TRECHO DA FONTE:
^^^^^^^^

Dicionário Gramsciano (1926‐1937) | Guido Liguori e Pasquale Voza

Organizado pelos italianos Guido Liguori e Pasquale Voza, o Dicionário Gramsciano se inscreve, sem demora, entre as obras de referência para os pesquisadores, do campo marxista ou fora dele, mas também como um incentivo para os iniciantes das obras do autor, a partir das expressões de Antonio Gramsci.

Publicado na Itália em 2009 e no Brasil em 2017, no octogésimo aniversário da morte do pensador marxista, conta com mais de 600 verbetes dispostos em 831 páginas. Com a colaboração de estudiosos de Gramsci, a produção é prova do vigor dos estudos desenvolvidos e pesquisas especializadas no autor1 e revela a importância do seu pensamento para compreender o nosso tempo, o momento extremamente complicado, em termos de contexto político regional e mundial. O seu léxico produziu fascínio por décadas e os adeptos das idéias desse importante intelectual e político do século XX comemoram a vinda desse importante manual.

Os termos, expressões e conceitos do pensador sardo foram trabalhados em suas especificidades, em texto acessível, mas rigoroso e sistemático, como toda pesquisa deve ser, mas, por outro lado, flexível como um dicionário comum, que trabalha no auxílio para a compreensão de suas fundamentais noções. Guia para o enriquecimento do arsenal teórico e possibilidades práticas do trabalho do intelectual e pesquisador, de variados campos da Educação, da Cultura e das Ciências Sociais.

As compreensões de Gramsci sobre classe, dialética, filosofia da práxis, hegemonia, ideologia, intelectuais, nacional‐popular, sociedade civil e sociedade política, entre tantos outros, são esmiuçados, não somente para possibilitar suas compreensões estritas, mas também que em que momento a mesma apareceu nos textos de Gramsci, nos Cadernos e Cartas do Cárcere, escritos em períodos de prisão do regime fascista de Mussolini (1926 até sua morte, em 1937). Mas, como todo dicionário, limita a compreensão da teia do pensamento do autor, uma vez que não produz uma lógica para pensar o itinerário de seu pensamento, o contexto de sua obra ou a estrutura de seu pensamento.

A perspectiva revolucionária do pensamento de Gramsci centra‐se em dois aspectos, o primeiro é a qualificada crítica, nas trilhas de Marx, à filosofia clássica e a segunda é a articulação, como práxis, de seus conceitos formando uma compreensão da crítica e da atuação política. O dicionário, em seu formato, sugere uma dificuldade de percepção do conteúdo revolucionário de sua reflexão filosófica, quando não propõe uma articulação de seus conceitos como um todo, produzindo uma melhor intelegibilidade.

^^^^^^^^

OBJETIVO DO EXERCÍCIO: Atualize o trecho do texto sobre o Dicionário Gramsciano entre "As compreensões de" e "de seu pensamento.", inclusive, reproduzindo-o com "esmiuçados" substituído por "examinados em detalhe".

EXTRATO DE DADOS:
^^^^^^^^

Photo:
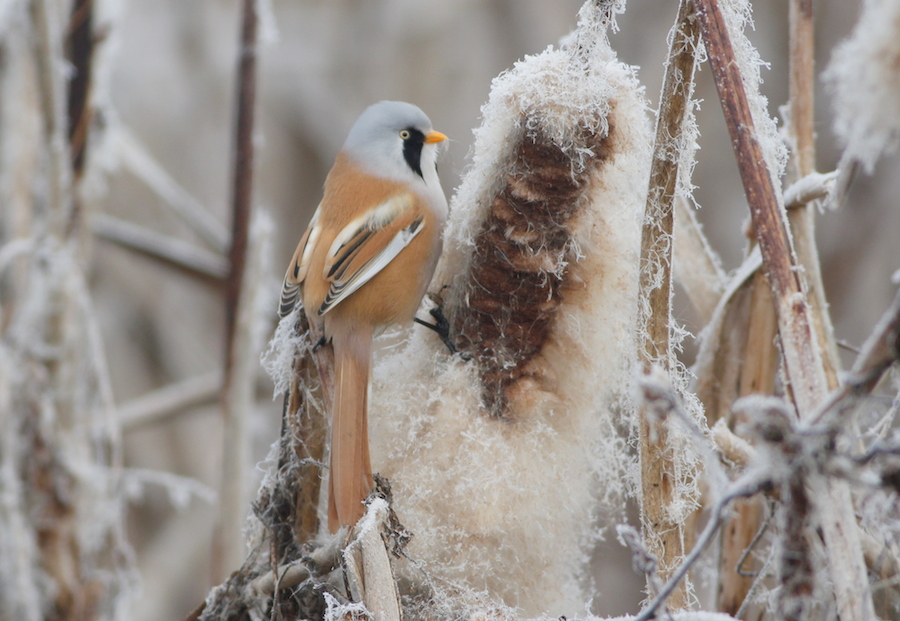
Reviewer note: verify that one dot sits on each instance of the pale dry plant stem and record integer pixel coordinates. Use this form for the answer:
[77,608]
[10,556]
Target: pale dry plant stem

^^^^^^^^

RESPOSTA DO EXERCÍCIO:
As compreensões de Gramsci sobre classe, dialética, filosofia da práxis, hegemonia, ideologia, intelectuais, nacional‐popular, sociedade civil e sociedade política, entre tantos outros, são examinados em detalhe, não somente para possibilitar suas compreensões estritas, mas também que em que momento a mesma apareceu nos textos de Gramsci, nos Cadernos e Cartas do Cárcere, escritos em períodos de prisão do regime fascista de Mussolini (1926 até sua morte, em 1937). Mas, como todo dicionário, limita a compreensão da teia do pensamento do autor, uma vez que não produz uma lógica para pensar o itinerário de seu pensamento, o contexto de sua obra ou a estrutura de seu pensamento.